Provided records:
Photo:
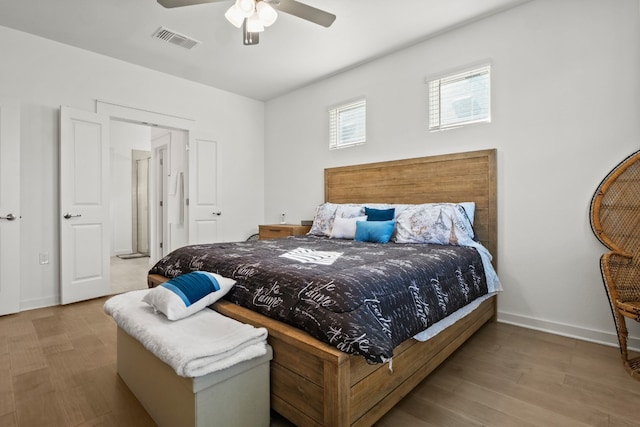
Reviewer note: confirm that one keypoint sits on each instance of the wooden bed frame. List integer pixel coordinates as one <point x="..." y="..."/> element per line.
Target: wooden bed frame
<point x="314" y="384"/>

* * *

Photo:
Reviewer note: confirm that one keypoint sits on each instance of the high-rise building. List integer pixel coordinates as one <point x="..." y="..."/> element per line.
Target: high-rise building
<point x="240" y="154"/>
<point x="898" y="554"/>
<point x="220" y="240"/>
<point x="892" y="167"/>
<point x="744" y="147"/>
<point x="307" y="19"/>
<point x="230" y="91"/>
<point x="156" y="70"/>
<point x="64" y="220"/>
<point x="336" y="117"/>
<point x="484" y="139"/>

...

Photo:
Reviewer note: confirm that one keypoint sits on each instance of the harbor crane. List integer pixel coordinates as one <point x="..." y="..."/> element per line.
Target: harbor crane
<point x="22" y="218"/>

Stated exercise: Pick out each line above that contains the string "pixel" and copy those lines in full. Case counts.

The solution:
Reviewer note: confirm that one keypoint sits on each instance of the wooden bed frame. List integer pixel coordinates as one <point x="..." y="..."/> element per line.
Reviewer note: confirm that one keypoint sits on each instance of the high-rise building. List integer pixel coordinates as one <point x="..." y="..."/> element per line.
Reviewer note: confirm that one keypoint sits on each instance of the harbor crane. List integer pixel coordinates as one <point x="..." y="..."/> element per line.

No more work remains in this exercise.